Content starts

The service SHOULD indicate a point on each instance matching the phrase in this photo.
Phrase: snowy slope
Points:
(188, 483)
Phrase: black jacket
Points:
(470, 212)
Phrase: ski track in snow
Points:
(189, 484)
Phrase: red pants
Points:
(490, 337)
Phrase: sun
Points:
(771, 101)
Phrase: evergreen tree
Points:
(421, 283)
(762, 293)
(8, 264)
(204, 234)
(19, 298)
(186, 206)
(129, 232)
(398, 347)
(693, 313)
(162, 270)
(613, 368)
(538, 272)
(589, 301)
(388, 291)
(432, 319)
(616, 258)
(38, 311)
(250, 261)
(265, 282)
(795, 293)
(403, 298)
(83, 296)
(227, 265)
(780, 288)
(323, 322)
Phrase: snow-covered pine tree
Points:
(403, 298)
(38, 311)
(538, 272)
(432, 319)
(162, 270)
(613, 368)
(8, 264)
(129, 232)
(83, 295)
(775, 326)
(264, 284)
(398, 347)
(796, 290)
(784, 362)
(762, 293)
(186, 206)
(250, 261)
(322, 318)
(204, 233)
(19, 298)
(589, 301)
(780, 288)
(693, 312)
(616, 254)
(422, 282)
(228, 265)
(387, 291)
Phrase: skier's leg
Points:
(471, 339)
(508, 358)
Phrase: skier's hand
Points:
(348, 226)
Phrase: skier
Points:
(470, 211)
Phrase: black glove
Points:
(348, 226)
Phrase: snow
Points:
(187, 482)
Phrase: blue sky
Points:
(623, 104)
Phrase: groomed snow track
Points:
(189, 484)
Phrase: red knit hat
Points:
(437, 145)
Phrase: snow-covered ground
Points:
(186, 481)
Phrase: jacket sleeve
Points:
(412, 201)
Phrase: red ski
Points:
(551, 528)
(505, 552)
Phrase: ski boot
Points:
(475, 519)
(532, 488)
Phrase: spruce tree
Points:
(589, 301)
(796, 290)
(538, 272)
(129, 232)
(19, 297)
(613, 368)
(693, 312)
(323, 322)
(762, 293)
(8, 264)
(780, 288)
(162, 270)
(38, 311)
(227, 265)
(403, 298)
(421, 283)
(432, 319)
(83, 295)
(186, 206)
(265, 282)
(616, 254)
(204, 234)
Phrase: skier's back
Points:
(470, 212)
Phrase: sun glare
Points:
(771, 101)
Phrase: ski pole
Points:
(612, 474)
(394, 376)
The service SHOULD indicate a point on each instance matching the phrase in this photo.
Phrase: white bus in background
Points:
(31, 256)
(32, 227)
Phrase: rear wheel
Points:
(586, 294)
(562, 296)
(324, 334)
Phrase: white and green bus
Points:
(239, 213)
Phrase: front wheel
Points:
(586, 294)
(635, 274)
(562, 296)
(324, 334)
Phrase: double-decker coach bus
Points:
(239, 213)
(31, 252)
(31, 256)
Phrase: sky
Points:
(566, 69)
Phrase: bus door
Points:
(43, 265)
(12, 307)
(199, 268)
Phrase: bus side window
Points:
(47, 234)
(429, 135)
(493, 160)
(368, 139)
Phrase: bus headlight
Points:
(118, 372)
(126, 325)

Content ends

INSTRUCTIONS TO FOLLOW
Which lines contain "black"? Copy each of them from the listing.

TASK RESULT
Phrase: black jacket
Phrase: black glove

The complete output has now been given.